◆ Point labeling records ◆
※ ※ ※
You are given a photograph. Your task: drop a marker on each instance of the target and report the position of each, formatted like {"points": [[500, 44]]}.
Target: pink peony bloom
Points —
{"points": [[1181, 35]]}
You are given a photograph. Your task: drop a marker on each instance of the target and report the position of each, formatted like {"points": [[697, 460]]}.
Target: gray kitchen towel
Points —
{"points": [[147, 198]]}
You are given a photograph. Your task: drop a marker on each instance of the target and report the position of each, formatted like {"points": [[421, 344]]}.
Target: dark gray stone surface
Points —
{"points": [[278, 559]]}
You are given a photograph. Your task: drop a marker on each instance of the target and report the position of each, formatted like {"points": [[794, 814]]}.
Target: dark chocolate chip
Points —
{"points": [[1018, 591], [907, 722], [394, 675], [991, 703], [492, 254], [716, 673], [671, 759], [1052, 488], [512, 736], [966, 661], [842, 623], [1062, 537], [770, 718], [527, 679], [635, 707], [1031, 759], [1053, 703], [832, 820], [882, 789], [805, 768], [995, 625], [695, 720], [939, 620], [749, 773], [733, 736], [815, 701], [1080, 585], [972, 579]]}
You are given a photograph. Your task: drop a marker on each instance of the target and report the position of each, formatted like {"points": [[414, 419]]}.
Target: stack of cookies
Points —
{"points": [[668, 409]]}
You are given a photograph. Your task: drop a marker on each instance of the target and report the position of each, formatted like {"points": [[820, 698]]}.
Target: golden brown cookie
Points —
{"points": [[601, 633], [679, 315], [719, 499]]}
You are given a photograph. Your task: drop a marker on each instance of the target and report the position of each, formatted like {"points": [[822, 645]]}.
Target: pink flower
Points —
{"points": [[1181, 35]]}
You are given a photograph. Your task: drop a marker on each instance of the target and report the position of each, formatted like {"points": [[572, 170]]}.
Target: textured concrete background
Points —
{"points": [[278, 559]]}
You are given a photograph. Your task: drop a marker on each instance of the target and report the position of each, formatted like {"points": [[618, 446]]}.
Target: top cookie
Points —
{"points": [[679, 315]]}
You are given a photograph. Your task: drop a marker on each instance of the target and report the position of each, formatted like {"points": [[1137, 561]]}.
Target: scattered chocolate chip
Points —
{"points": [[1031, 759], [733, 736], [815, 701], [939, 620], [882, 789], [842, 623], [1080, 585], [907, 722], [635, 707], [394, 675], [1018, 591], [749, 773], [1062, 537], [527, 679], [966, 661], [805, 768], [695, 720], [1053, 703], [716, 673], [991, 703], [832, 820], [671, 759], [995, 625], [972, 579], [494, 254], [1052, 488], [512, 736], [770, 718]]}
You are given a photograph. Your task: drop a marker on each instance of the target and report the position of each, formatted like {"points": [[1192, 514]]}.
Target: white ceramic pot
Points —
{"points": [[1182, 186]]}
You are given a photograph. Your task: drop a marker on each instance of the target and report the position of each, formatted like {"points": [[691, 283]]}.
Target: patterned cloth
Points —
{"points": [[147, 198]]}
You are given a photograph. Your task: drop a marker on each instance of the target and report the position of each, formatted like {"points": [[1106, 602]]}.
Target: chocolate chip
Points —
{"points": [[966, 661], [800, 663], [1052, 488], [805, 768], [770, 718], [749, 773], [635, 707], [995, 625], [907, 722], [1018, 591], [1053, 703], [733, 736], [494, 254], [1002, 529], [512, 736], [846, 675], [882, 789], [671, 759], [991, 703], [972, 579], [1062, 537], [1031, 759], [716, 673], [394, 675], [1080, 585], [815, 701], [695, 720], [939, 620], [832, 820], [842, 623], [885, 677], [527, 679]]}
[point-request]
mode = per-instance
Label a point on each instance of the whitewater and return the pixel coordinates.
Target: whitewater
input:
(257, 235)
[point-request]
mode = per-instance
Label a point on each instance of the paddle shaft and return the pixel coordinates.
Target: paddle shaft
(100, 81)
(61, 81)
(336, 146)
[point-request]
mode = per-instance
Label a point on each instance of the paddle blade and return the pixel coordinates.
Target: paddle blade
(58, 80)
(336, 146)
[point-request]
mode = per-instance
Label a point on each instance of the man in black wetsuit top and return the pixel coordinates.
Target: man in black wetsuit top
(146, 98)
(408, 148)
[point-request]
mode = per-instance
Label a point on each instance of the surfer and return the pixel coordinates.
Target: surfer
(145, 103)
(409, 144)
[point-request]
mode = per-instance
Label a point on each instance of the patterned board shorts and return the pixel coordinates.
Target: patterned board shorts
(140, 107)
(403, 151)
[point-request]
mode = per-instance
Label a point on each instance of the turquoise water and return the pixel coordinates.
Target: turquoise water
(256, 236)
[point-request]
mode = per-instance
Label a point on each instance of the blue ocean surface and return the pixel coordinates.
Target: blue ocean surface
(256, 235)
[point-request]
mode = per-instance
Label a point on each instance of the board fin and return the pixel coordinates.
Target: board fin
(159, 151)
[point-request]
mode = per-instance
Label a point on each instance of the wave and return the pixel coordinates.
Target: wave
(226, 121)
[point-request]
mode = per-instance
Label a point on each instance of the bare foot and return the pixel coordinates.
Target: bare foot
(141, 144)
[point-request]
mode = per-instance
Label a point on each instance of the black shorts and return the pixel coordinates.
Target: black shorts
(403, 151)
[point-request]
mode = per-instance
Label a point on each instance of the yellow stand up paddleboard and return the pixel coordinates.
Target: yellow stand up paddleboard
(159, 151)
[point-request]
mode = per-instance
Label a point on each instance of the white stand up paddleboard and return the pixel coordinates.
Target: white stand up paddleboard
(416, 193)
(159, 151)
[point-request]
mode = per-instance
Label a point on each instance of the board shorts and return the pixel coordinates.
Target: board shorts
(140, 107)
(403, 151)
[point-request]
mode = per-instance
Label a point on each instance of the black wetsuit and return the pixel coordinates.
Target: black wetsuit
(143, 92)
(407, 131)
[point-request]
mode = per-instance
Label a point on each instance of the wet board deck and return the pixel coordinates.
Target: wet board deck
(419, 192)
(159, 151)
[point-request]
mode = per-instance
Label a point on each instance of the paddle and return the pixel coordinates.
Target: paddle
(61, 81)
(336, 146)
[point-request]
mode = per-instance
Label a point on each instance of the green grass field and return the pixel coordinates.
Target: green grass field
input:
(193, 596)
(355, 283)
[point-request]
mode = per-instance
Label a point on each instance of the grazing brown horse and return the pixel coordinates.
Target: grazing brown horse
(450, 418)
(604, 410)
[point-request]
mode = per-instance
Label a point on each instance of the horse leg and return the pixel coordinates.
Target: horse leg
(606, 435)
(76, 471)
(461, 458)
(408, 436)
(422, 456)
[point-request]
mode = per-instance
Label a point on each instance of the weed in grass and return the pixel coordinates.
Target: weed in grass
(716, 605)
※ ※ ※
◆ Exercise requirements ◆
Which lines in the records contain the word "whitewater"? Copy out each of them.

◆ Worked answer ◆
Label a point on each instance of the whitewater and return the pixel coordinates.
Target: whitewater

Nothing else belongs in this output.